● WHAT THE EXERCISE ASKS
Extract, exactly as written, all lines of the material below from the line that includes "# test: put a marker on the tuba" through its last line.

● MATERIAL PROVIDED
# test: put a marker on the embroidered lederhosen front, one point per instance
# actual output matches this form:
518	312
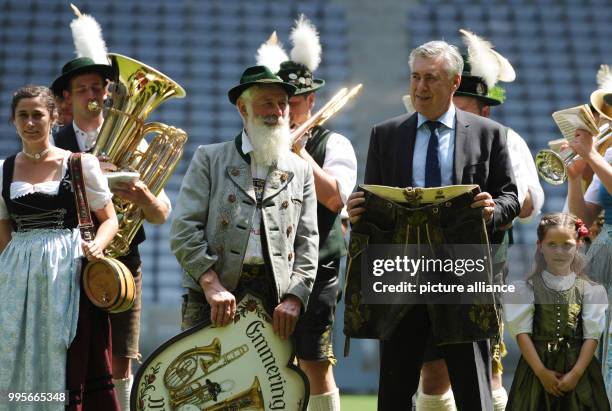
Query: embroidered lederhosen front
447	220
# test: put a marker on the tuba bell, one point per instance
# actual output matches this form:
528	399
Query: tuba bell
136	91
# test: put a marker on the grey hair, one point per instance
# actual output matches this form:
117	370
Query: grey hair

● OUTPUT FOR THIS EXERCISE
# test: put a marker on the tuba bell, one point per instance
# actual output matches this form:
528	399
Query: tuba bell
136	91
# test: put a marker on the grey hair, one point per instance
# actual output matches this form:
117	370
Query: grey hair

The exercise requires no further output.